**What is expected**
Echo verbatim the lines that begin with the line containing "Task: indicate the rear door" and end with the line containing "x=404 y=230", including both of those lines.

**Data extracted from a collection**
****

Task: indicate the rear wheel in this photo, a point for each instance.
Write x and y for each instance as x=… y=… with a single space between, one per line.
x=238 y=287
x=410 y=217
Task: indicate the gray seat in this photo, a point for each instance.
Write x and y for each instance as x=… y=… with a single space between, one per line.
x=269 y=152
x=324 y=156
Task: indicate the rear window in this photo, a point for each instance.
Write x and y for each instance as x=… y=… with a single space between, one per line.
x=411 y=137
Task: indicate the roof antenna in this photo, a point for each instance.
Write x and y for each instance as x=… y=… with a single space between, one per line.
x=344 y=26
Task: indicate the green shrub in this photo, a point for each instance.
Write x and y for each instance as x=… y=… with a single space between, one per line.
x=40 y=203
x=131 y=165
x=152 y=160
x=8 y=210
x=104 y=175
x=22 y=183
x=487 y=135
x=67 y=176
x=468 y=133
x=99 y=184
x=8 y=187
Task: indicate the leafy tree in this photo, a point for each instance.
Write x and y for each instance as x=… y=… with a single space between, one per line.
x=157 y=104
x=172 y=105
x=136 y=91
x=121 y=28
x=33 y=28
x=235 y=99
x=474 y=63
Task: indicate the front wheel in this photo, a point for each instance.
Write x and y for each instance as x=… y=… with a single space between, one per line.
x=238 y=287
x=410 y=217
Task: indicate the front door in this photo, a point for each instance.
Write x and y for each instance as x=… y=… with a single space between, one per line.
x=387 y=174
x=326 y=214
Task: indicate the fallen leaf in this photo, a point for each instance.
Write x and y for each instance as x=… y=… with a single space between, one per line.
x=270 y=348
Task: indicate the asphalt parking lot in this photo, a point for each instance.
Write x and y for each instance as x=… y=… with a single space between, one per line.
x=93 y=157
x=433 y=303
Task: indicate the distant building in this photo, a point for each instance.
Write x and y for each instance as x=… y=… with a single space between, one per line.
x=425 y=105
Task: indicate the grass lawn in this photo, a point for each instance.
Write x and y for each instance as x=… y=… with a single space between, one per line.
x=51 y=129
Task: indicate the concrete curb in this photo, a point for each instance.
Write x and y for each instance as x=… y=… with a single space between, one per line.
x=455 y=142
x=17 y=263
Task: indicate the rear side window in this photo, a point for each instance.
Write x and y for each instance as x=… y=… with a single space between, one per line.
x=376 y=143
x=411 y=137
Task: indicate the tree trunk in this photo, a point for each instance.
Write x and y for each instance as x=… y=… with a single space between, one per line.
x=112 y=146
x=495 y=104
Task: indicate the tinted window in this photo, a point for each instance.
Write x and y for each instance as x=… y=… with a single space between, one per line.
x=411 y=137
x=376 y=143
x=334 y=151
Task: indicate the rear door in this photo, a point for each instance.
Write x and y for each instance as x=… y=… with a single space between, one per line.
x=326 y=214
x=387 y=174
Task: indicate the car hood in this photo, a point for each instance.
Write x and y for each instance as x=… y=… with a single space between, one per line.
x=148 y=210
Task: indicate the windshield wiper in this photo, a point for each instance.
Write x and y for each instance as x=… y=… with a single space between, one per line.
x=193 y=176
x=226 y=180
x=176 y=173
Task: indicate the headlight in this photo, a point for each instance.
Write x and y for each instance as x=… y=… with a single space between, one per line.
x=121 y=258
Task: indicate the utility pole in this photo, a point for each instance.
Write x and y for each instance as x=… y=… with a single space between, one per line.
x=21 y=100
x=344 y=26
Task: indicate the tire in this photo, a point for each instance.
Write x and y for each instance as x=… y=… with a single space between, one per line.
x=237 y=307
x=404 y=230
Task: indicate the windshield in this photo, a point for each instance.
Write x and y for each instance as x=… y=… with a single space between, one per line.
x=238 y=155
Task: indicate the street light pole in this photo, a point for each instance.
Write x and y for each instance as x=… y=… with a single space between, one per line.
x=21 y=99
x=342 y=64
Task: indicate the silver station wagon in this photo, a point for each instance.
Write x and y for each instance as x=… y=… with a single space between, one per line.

****

**Result**
Task: indicate the rear door in this photo, a point for each instance.
Write x and y for each instance as x=… y=… with a single space between, one per line.
x=326 y=214
x=387 y=174
Task: indicate the car hood in this photo, a point for each instance.
Write x and y for each instance as x=… y=… with a single space between, one per line.
x=148 y=210
Task: indicate the windshield wiper in this photo, a point for each instance.
Write x and y for each instance as x=… y=… with a single space between, one per line.
x=193 y=176
x=226 y=180
x=176 y=173
Task: indicate the headlight in this photo, a point for each instance.
Write x and y for each instance as x=… y=… with a single space between, one per line.
x=121 y=258
Task: indicate the utility pole in this photo, a point for each instance.
Write x and y for each instance as x=… y=… with a single space between, one per line.
x=21 y=100
x=344 y=26
Task: indicate the tire in this photo, a point for each instance.
Write x and y for each instance as x=… y=… with a single space between, one per line.
x=237 y=307
x=404 y=230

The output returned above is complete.